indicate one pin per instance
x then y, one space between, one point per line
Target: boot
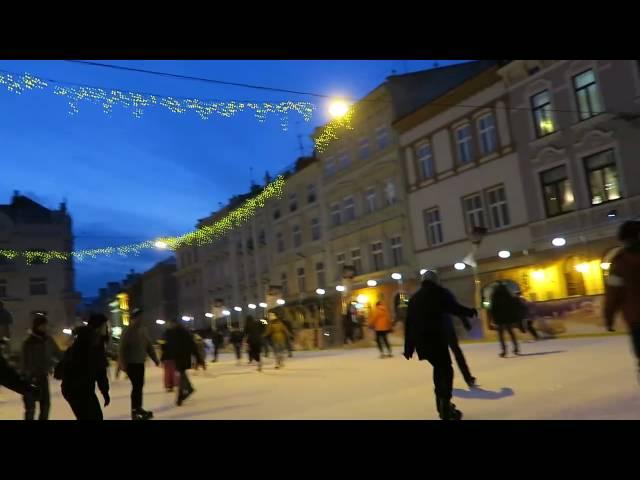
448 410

_ _ _ _ _

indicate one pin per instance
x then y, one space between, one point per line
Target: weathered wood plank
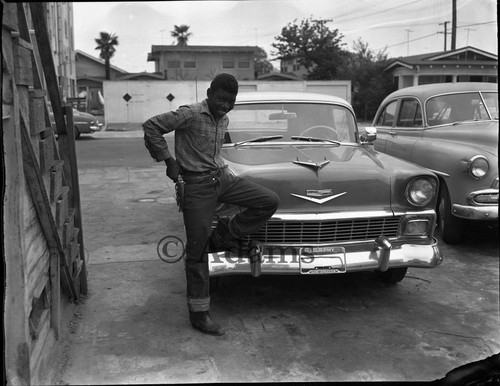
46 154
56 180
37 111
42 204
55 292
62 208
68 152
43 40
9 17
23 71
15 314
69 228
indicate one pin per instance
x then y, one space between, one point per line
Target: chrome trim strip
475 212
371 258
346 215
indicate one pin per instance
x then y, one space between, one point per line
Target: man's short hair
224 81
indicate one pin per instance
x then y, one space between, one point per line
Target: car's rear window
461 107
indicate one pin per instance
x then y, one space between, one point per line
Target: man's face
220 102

_ _ _ _ _

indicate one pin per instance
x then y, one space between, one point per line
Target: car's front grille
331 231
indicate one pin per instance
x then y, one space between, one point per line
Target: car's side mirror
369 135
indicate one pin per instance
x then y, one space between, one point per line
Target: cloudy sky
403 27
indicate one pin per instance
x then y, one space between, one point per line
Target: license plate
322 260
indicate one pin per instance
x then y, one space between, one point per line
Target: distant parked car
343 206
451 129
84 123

_ _ _ _ _

- The exercise -
Filter the entries above, copying each line that contains the word "Target".

- Answer to the problem -
Target: boot
Target: weathered wood plank
Target: chrome trim strip
Target: man's short hair
Target: car's rear window
Target: man's face
Target: car's front grille
Target: car's side mirror
Target: cloudy sky
Target: license plate
Target: distant parked car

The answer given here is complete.